— Begin Material for this task —

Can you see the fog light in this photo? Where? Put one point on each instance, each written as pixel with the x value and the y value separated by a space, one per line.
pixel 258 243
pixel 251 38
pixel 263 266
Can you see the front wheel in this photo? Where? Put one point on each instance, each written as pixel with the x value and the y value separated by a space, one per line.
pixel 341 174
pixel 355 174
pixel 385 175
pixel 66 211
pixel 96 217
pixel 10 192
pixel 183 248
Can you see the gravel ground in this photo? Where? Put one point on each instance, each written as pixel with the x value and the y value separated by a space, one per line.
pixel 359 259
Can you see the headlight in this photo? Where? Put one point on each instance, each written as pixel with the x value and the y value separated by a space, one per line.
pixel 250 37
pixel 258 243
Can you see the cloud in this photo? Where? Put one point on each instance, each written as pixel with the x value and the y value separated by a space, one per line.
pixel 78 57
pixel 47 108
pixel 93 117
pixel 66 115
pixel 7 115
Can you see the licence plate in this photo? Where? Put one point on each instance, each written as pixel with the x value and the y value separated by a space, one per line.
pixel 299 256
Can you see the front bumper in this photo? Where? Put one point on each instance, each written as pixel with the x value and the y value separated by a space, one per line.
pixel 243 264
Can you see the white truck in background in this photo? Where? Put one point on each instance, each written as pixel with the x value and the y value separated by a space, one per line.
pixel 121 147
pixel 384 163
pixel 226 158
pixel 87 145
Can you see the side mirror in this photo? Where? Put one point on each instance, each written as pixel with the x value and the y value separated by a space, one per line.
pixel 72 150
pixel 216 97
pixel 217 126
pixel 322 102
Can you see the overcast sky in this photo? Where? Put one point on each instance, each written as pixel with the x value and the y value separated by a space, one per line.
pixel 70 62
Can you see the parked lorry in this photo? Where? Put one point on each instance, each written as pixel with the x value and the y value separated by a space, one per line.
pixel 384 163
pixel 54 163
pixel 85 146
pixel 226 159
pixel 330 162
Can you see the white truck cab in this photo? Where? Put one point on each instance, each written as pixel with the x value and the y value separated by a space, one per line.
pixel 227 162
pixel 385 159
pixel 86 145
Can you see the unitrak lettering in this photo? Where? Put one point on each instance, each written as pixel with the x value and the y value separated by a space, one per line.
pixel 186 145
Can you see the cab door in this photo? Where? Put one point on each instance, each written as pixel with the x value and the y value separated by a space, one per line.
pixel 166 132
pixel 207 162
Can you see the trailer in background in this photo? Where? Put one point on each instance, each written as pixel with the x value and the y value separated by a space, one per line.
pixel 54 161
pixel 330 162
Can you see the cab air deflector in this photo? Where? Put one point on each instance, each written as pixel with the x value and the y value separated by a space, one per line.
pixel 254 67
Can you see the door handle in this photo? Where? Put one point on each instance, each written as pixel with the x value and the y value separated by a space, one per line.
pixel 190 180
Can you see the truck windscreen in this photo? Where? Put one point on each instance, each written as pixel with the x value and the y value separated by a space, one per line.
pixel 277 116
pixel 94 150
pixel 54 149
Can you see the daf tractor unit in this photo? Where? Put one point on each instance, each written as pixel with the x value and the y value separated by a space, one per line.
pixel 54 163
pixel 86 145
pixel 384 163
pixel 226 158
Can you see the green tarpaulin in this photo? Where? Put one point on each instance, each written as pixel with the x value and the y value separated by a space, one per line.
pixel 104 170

— End Material for this task —

• **Task prompt**
Please print the rows above verbatim, from the line containing "Can you see the door" up to and including the final line of the rows.

• **Solution to this task**
Can you see the door handle in this photo? Where? Put one point on each instance, each written as pixel with the x value and the y value separated by a space, one per line.
pixel 190 180
Can you see the truck windscreen in this photo? Where? Put one point on each instance, each written as pixel with the x value and the y value separated by a space, one per line.
pixel 277 116
pixel 94 150
pixel 54 149
Can you see the daf tractor unit in this photo? Where? Put one point on each instance, each written as pixel with the x value and the y value separated by a space, one per line.
pixel 54 163
pixel 86 145
pixel 384 163
pixel 226 158
Can you see the green tarpaulin in this photo? Where? Put one point on each instance, each written as pixel with the x value and the y value separated by a space, one per line.
pixel 104 170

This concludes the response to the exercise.